- [PROBLEM SET]:
**1)** Summarize the blog post below on low-carb high-fat eating in two sentences.
**2)** Using the blog post below on low-carb high-fat eating, state whether each statement agrees with it, answering yes or no and quoting the deciding words: (a) The author still eats Medifast foods. (b) The author lost 35 pounds on the Medifast program. (c) The acquaintance with type 2 diabetes follows the American Diabetes Association diet.
**3)** Carry on the blog post below about switching to a low-carb high-fat diet, beginning after its final sentence.

- [DOCUMENT SECTION]:
Meanwhile, I cling to a shred of hope for the future as I meet more and more ordinary Americans who are discovering via personal bio-hacking that conventional dietary foolishness is not only wrong, it's potentially dangerous. An acquaintance with type 2 diabetes recently shared, for instance, that she follows a low-carb high-fat diet because she discovered that following the American Diabetes Association diet made her sicker and more dependent on diabetes medication.

Friday, January 1, 2016

Why You Should Consider Switching to a Low-Carb High-Fat Diet in 2016

As a foodie who has spent more than five decades on this planet, I have followed almost every diet known to humans shy of eating monk fish and bananas exclusively (no, that is not an actual diet, but it could be one day). From a health, weight control and compliance perspective, my favorite diet so far has been low-carb high-fat. I could follow this eating plan for the rest of my life without feeling the least bit deprived.

The most amusing and telling RD response
to why Dietary Guidelines don't work
is that people don't follow them.
And though we all have our own metabolic idiosyncrasies and unique microbiomes, I suspect many people who love food as much as I do should also part ways with such failed diet concepts as "moderation" and high-carb low-fat recommended by both the USDA, Coca Cola and Big Food.

If you are one of the rare people who can subsist on donuts, Marlboros and Mountain Dew and still live to 100, please ignore what follows. Most people, however, need to make conscious food choices to look and feel good, choices which can be hard to make when the government-healthcare-media complex continues to push yesterday's discredited dietary advice as if it were handed down by God on stone tablets.

The historic rationale behind our dietary misguidelines is very complex, but you can find a most entertaining detailed recap here. The Readers Digest version is we have rabbits, lazy researchers and failed presidential candidate George McGovern to blame.

I happened upon low-carb high-fat eating by accident, basically after following the Medifast Take Shape for Life program and dropping 35 pounds with minimal effort. I no longer eat any Medifast foods; nor do I endorse its low-fat manufactured food approach; but what that diet did teach me was I did not need to eat pasta, potatoes and bread to feel satisfied.

In fact, by eliminating what I like to call "the whites," I could eat more of the foods I liked better, like avocados, steak, bacon, nuts, seeds, butter, and whole-fat cheese (along with vegetables and low-sugar fruits like blueberries) -- and not feel hungry between meals.

- [LISTED RECORDS]:
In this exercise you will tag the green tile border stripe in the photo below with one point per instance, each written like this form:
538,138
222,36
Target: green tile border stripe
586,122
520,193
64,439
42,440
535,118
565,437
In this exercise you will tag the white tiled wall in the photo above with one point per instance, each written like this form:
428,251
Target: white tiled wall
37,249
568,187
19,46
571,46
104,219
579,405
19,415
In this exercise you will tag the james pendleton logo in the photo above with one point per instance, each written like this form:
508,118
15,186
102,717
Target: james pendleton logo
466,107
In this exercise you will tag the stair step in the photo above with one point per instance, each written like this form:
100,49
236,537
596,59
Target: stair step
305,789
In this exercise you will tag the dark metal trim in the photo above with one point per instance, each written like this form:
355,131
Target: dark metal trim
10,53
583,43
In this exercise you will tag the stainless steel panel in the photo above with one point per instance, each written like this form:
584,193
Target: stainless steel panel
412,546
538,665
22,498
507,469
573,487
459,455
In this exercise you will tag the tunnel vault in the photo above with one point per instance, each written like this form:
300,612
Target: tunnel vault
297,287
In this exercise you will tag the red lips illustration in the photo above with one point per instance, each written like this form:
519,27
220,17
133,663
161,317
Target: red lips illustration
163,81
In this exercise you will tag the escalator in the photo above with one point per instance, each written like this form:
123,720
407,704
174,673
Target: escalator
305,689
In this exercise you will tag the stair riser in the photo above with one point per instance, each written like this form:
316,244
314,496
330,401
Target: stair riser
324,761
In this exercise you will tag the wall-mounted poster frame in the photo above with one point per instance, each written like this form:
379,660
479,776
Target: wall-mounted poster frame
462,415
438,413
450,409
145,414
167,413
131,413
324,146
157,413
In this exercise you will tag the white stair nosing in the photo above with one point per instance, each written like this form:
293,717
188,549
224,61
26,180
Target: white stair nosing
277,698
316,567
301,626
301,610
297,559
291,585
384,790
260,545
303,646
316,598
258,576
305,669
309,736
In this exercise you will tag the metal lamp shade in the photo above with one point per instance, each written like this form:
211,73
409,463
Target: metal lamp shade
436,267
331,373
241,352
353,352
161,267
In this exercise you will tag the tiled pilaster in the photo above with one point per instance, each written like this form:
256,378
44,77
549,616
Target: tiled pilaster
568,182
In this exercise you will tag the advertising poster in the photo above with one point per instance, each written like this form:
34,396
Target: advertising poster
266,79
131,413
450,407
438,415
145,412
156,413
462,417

* * *

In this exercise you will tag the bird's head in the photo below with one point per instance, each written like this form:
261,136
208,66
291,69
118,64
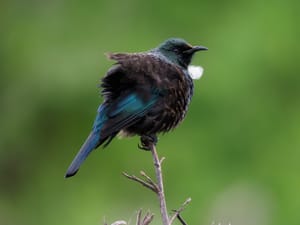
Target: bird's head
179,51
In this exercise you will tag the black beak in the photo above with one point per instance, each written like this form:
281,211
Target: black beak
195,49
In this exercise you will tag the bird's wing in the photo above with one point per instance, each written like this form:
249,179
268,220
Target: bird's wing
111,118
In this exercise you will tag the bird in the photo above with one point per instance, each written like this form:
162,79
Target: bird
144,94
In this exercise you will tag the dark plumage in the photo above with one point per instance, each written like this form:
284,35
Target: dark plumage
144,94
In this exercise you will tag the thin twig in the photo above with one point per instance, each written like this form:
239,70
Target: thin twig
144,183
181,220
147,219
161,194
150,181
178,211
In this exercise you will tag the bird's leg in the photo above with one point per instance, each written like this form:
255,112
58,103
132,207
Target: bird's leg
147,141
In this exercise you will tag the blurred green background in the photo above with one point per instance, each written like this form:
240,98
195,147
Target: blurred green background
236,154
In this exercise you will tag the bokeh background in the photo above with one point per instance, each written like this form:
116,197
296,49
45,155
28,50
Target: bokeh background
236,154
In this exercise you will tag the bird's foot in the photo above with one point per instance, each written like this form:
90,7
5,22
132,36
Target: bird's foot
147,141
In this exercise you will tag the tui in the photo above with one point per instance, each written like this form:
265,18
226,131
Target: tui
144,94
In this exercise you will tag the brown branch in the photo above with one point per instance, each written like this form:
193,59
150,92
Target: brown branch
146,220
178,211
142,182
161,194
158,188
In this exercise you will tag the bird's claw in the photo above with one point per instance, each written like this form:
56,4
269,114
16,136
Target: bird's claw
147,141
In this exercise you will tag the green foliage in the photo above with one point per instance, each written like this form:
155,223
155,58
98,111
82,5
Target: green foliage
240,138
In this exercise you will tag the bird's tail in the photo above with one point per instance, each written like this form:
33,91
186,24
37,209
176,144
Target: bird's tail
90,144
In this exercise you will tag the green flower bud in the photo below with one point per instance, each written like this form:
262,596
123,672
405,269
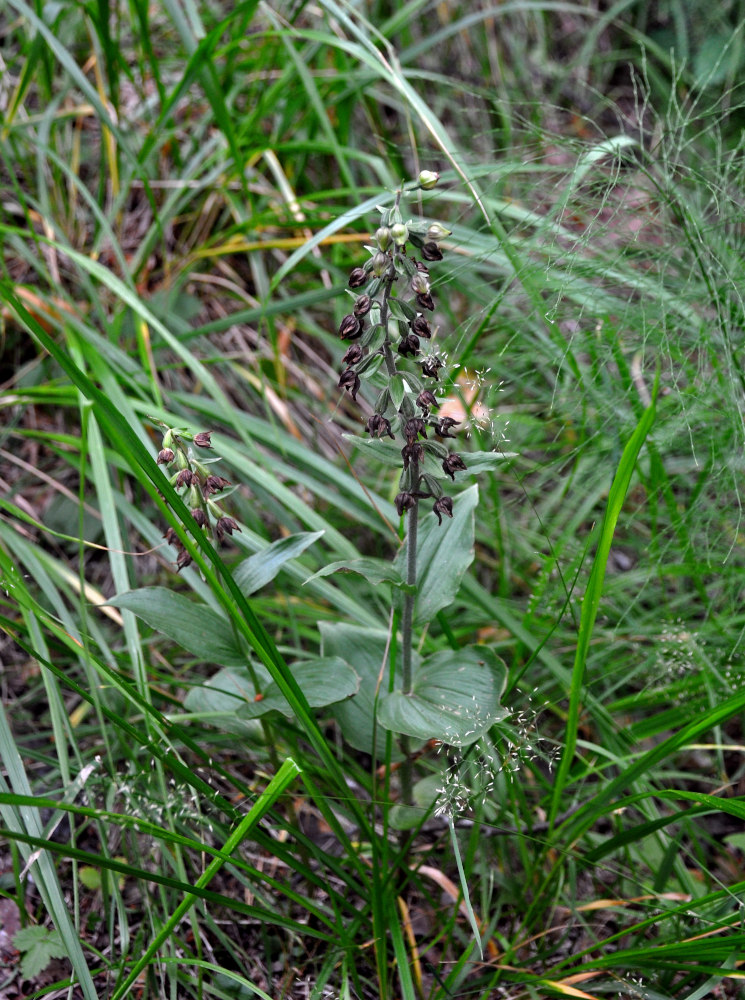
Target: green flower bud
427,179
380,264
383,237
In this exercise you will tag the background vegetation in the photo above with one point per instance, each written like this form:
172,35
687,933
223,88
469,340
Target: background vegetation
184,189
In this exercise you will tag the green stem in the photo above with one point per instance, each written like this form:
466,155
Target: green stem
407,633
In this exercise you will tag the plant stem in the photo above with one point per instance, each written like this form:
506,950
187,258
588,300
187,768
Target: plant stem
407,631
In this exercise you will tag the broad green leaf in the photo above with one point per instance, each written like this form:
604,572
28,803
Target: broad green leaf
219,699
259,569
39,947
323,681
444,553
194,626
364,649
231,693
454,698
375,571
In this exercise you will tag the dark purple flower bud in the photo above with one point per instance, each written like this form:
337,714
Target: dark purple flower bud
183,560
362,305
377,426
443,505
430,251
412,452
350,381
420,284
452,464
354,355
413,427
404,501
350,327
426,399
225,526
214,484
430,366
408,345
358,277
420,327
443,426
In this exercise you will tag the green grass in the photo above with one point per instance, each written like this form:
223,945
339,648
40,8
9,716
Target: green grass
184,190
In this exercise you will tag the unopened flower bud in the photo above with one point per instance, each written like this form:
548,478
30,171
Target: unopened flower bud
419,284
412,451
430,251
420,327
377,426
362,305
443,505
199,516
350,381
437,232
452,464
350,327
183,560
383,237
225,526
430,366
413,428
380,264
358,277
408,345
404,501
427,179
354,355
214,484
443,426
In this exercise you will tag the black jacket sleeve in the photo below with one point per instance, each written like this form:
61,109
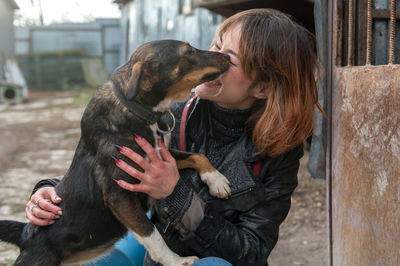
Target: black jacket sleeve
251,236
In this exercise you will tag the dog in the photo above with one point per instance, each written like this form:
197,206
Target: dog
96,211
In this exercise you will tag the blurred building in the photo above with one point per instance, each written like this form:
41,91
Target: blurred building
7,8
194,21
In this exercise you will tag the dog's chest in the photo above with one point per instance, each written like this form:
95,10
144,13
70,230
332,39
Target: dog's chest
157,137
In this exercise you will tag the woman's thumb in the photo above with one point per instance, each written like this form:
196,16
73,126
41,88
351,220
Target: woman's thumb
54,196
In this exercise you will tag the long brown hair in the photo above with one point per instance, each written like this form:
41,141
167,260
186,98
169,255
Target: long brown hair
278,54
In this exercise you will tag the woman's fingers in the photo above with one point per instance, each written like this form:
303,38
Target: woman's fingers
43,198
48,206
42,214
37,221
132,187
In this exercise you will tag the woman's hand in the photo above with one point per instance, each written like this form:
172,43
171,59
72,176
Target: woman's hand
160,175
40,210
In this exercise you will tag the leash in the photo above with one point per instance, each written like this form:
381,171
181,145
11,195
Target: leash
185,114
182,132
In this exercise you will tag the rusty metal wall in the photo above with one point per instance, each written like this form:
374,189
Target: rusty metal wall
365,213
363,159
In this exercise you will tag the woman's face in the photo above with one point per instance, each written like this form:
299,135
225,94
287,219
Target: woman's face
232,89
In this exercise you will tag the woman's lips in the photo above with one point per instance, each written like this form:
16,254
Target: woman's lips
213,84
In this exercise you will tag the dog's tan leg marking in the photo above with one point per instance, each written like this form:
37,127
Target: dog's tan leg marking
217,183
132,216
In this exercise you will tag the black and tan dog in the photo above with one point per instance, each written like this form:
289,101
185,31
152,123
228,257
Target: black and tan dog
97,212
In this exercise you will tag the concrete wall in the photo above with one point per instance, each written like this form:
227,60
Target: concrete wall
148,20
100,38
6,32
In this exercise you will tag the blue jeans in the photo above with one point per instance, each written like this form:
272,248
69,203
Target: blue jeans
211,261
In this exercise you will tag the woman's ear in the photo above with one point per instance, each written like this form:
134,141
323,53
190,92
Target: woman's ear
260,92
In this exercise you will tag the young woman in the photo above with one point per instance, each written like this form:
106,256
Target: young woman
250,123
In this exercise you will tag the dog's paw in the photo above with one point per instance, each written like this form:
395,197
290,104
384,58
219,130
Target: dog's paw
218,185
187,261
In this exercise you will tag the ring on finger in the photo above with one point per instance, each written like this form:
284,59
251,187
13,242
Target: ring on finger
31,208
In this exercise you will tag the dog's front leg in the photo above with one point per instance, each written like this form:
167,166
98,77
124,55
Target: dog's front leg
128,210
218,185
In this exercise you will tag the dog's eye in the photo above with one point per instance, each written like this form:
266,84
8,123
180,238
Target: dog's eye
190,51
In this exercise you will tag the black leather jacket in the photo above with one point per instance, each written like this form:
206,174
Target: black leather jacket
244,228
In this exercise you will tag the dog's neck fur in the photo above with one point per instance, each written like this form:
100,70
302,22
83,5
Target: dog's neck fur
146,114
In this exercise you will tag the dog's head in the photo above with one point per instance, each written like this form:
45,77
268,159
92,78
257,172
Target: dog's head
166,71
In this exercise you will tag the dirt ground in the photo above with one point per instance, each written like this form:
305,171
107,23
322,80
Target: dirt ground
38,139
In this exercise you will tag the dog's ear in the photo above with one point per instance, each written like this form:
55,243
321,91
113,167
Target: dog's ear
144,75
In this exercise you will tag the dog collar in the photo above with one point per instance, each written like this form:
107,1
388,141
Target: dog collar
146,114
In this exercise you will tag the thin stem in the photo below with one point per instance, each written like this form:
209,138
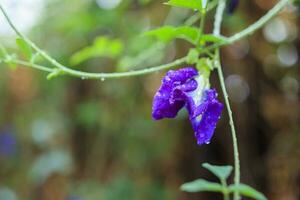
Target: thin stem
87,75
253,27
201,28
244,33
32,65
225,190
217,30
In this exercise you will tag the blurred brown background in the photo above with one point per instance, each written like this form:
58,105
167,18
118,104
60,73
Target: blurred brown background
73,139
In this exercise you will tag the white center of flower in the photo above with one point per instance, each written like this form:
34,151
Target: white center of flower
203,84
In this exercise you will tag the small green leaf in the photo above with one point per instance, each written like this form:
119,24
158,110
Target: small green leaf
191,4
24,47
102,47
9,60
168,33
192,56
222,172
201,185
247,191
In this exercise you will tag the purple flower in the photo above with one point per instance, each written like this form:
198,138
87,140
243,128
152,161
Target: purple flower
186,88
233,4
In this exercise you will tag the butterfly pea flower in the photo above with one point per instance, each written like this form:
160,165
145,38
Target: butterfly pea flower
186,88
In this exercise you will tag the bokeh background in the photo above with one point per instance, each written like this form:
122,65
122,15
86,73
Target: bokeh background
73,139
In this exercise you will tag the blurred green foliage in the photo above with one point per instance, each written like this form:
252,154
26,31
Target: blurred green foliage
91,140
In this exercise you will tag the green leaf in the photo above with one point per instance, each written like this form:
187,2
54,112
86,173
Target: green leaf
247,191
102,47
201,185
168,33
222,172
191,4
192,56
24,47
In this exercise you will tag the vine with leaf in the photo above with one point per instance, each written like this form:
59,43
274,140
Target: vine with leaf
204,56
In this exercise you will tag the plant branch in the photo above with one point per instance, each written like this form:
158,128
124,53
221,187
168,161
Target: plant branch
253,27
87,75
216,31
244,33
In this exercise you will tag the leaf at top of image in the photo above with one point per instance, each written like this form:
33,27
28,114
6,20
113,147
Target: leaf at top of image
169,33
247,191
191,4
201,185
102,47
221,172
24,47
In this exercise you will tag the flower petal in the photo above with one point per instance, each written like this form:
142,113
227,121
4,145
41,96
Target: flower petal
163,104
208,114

- [RESPONSES FOR EACH TASK]:
**1)** The author, a self-described foodie who has followed almost every diet over more than five decades, calls low-carb high-fat the favorite so far for health, weight control and compliance, and suggests that many food lovers should part ways with "moderation" and the high-carb low-fat advice of the USDA. The author came to this way of eating after losing 35 pounds on the Medifast Take Shape for Life program and learning that cutting out pasta, potatoes and bread allowed eating more preferred foods, such as avocados, steak and butter, without feeling hungry between meals.

**2)**
(a) No: "I no longer eat any Medifast foods"
(b) Yes: "dropping 35 pounds with minimal effort"
(c) No: "she follows a low-carb high-fat diet because she discovered that following the American Diabetes Association diet made her sicker and more dependent on diabetes medication"

**3)**
Satiety is the key to being compliant on any diet since if you don't feel satisfied you will be jonesing to eat foods that are not on plan. That is why people cheat on their diets and then binge on more forbidden foods because they feel guilty or bad about themselves.

Since following a low-carb high-fat way of eating, I don't ride that merry-go-round any more.

What's funny is that even with all the publicity in recent years suggesting studies on saturated fat were bogus and carbohydrates are the real culprits behind our nation's chronic diseases, such as Type 2 Diabetes (no longer called Adult Onset Diabetes because children are now being diagnosed with it), many people have not yet gotten the memo. This, despite the documented success doctors like Sarah Hallberg, Andreas Eenfeldt, Rangan Chatterjee, Tim Noakes and others have had with patients following high-fat low-carb diets.

Not to mention myth shattering books like Gary Taubes' Good Calories, Bad Calories and Nina Teicholz's The Big Fat Surprise.

Sometime this month, the federal government is going to issue another set of U.S.D.A. Dietary Guidelines that will likely continue to make Americans fatter and sicker. Fortunately, there are many books and articles now available that refute the faulty research on which the guidelines are based and demonstrate how and why low-carb high-fat diets are healthier for most people.

So before drinking that Diet Coke and driving to the gym to work off the egg white omelet you had for breakfast, resolve on this first day of 2016 to do your own research to determine which diet is healthiest for you.

You may never have to subject yourself to a sad low-fat dinner of poached chicken breast, quinoa and steamed broccoli again.